### INFORMATION SHOWN ###

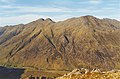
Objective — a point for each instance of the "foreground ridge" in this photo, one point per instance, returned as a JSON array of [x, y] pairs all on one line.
[[94, 74]]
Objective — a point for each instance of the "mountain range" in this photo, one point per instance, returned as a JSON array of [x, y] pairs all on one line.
[[85, 41]]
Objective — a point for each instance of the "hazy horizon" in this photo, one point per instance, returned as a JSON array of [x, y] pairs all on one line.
[[24, 11]]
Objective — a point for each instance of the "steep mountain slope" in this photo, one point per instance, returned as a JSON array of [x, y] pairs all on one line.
[[74, 43]]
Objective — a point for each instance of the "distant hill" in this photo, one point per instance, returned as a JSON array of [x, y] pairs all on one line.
[[86, 42]]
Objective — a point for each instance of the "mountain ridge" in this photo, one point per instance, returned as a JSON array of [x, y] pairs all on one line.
[[74, 43]]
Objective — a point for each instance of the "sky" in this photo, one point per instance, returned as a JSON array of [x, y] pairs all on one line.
[[14, 12]]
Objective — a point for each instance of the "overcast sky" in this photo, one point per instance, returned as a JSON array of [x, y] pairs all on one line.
[[24, 11]]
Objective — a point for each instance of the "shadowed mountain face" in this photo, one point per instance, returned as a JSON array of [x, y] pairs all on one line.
[[10, 73], [74, 43]]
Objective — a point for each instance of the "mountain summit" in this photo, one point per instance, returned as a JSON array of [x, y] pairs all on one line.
[[86, 42]]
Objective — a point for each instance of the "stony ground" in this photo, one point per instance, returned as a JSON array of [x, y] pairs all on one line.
[[92, 75]]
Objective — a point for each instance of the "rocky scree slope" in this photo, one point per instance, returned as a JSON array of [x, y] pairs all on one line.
[[86, 42]]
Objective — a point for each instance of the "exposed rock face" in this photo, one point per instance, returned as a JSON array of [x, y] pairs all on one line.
[[92, 75], [86, 42]]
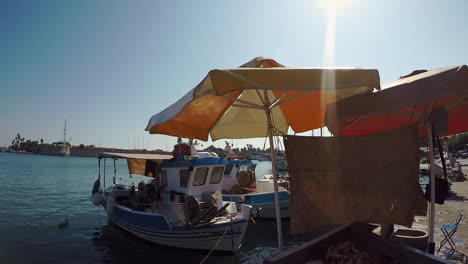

###

## DO THIS
Please tally how many lines in the rows above contain the string "ridge", with uppercase and lowercase treated as different, and reply with the number alone.

## REPLY TO THE EXERCISE
2